*What the exercise asks*
In this exercise, every entry is to be copied exactly.

Stored entries:

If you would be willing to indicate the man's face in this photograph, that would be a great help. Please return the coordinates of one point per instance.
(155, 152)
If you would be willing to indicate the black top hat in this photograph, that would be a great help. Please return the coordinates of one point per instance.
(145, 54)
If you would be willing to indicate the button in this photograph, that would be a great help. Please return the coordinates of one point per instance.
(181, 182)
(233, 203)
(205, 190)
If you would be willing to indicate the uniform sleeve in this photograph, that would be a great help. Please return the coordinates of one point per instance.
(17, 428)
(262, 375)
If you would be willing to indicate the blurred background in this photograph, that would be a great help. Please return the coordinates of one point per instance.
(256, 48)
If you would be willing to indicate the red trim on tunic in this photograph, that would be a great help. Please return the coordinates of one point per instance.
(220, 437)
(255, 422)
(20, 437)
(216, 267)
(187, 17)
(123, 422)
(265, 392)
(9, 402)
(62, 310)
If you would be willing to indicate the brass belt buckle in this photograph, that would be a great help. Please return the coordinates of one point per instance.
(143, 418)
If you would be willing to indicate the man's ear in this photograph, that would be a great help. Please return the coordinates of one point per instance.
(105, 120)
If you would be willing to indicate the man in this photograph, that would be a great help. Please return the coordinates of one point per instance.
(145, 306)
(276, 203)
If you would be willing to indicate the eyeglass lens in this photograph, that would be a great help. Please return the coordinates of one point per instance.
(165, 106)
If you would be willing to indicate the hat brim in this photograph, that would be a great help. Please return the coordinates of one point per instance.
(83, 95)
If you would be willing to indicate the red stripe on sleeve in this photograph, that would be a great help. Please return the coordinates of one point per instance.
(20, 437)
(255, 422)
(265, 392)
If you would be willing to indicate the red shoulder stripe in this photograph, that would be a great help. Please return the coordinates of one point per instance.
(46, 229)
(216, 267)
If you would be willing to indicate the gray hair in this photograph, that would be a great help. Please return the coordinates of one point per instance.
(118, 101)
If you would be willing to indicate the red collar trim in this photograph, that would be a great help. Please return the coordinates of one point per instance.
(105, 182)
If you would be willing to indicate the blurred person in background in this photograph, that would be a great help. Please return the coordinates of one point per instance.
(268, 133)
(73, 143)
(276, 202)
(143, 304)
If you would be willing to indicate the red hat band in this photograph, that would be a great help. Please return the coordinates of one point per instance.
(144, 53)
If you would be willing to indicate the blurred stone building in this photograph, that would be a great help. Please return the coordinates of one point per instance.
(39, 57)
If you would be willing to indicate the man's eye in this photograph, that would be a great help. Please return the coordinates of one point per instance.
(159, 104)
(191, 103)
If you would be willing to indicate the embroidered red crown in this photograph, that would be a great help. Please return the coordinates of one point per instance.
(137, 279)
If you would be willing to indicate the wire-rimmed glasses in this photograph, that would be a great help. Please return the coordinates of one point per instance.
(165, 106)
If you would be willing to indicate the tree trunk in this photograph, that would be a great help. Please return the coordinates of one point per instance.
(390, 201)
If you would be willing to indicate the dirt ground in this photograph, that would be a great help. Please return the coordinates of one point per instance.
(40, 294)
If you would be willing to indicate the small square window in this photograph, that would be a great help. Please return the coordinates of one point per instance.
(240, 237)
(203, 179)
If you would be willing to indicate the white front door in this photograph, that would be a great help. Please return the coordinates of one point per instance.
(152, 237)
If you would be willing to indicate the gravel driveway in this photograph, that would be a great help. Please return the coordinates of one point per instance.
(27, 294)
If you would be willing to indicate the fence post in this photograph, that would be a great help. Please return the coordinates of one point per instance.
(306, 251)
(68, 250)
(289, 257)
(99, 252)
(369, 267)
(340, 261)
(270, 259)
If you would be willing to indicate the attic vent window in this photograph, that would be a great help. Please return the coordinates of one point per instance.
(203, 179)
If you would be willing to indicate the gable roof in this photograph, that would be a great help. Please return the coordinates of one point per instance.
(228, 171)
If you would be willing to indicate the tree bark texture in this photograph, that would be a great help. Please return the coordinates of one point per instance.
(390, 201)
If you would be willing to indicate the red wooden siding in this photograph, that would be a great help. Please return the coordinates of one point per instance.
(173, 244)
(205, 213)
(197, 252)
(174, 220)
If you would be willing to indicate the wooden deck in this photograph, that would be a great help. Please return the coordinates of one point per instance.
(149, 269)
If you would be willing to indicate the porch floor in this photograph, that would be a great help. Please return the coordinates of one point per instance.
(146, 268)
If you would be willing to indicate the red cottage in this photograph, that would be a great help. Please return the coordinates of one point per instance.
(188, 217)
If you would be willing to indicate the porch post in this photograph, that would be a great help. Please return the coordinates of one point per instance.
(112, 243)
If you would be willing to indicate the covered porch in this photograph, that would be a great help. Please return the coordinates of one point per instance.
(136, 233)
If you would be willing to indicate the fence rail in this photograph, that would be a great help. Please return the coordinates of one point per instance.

*Reply*
If you would be willing to indicate the man's face in this photograph, that would be a great help. Please return the coordinates of one point per instance.
(155, 152)
If you would be willing to indicate the black top hat in this photograph, that would be a great help. Please return the coordinates of one point per instance.
(145, 54)
If you would be willing to indicate the button in this photograph, that would be a great help. Please return the coordinates of one point per instance.
(181, 182)
(233, 203)
(205, 190)
If you would be willing to indicate the uniform sleeve in this photograph, that would be a great help. Please return the coordinates of one point per instance.
(17, 428)
(262, 375)
If you would be willing to indicate the blurred background in this photograph, that would be a great help. Please return the coordinates of one point per instance.
(256, 48)
If you would be willing to indicate the red trim on tunic in this photograph, that would be a great help. Please return the coordinates of one point per instance.
(220, 437)
(255, 422)
(20, 437)
(216, 267)
(187, 17)
(123, 422)
(265, 392)
(9, 402)
(62, 310)
If you would be willing to indicate the brass belt buckle in this photograph, that would be a great help. Please return the coordinates of one point per instance.
(143, 418)
If you would be willing to indicate the man's ear in this photograph, that would be a great help. Please return the coordinates of one point per instance.
(105, 120)
If you would be willing to indicate the man in this photograph, that would be a great help. Please return the coordinates of one point per instance.
(145, 306)
(276, 203)
If you would be willing to indicate the eyeglass lens in this photograph, that would be a great help. Please return the coordinates of one point per instance.
(165, 106)
If you would be willing to indicate the hat brim in this photograph, that would be a great help. Please return the coordinates of one point per instance.
(83, 95)
If you would be willing to indicate the red stripe on sleeve in this photograph, that would be a great help. Please return the coordinates of one point per instance.
(20, 437)
(255, 422)
(265, 392)
If you would be willing to indicate the red shoulder stripe in this photograph, that would be a great help. Please return the coordinates of one point per instance.
(46, 229)
(216, 267)
If you would be willing to indicate the gray hair in this photograph, that would be a great help. Please return the coordinates of one point per instance.
(118, 101)
If you would be willing to indicate the red collar trim in this photograph, that would be a great help. Please return the coordinates of one point per instance.
(105, 182)
If you would be willing to indicate the blurred person in background in this photograph, that would be a great help. Please return the coordinates of one point per instance.
(268, 133)
(73, 143)
(276, 202)
(143, 304)
If you would be willing to indicate the red hat band in this photograph, that would be a great help. Please return the coordinates of one point per instance.
(144, 53)
If you would be willing to indicate the blurred stone building in this photograph, that would be a great help. Please return the coordinates of one point per instance.
(39, 57)
If you would be willing to indicate the man's eye in this photograph, that would be a great help. Please return the coordinates of one point per instance.
(159, 104)
(191, 103)
If you would be willing to indicate the embroidered red crown in this photograph, that would be a great help. Please return the coordinates of one point per instance.
(137, 279)
If you would be willing to indicate the wire-rimmed glasses in this photograph, that would be a great help. Please return the coordinates of one point per instance.
(165, 106)
If you would be willing to indicate the tree trunk in this photograph, that would be a great help. Please return the coordinates of one point per instance.
(390, 201)
If you would be willing to indicate the dirt ground in this photograph, that would be a great help. Please return the coordinates of one point per instance.
(40, 294)
If you would be willing to indicate the small square window in this photograph, that would be a great help. Please return the coordinates of one point per instance.
(240, 237)
(203, 179)
If you would be willing to indicate the white front door in this photograph, that would be a great help. Please return the coordinates of one point per instance.
(152, 237)
If you would be willing to indicate the gravel driveway in this photograph, that would be a great help. Please return the coordinates of one point per instance.
(27, 294)
If you would be willing to indicate the fence post in this photograph, that would be a great help. Please return the coordinates of one point per instance.
(306, 251)
(68, 250)
(289, 257)
(99, 252)
(369, 267)
(340, 261)
(270, 259)
If you would be willing to indicate the attic vent window in this photograph, that would be a great help. Please return the coordinates of one point per instance.
(203, 179)
If you would be willing to indicate the gable roof in this photograph, that would be a great help. Please return the coordinates of one point per instance.
(228, 171)
If you would be willing to indicate the tree bark texture in this photograph, that would be a great help. Please return the coordinates of one point per instance.
(390, 201)
If you would be willing to indicate the red wooden siding in this photograph, that would be a great help. Please return the coordinates of one point per instance.
(173, 244)
(205, 213)
(197, 252)
(174, 220)
If you would be willing to indicate the wooden deck in this photograph, that would be a great help. Please return the coordinates of one point per instance.
(149, 269)
If you would be willing to indicate the porch floor in this photograph, that would be a great help. Please return the coordinates of one point per instance.
(146, 268)
If you would be willing to indicate the red cottage in this photograph, that would be a great help. Please return the coordinates of one point per instance.
(188, 217)
If you would be willing to indicate the porch post in this photograph, that would be a great help. Please return the coordinates of one point per instance.
(112, 243)
If you would be willing to indicate the covered porch in this photograph, that would be a great help. Please return the coordinates of one point per instance.
(136, 233)
If you would be willing to indicate the fence rail in this photograph, that would be a great help. Please return the coordinates of one point per instance.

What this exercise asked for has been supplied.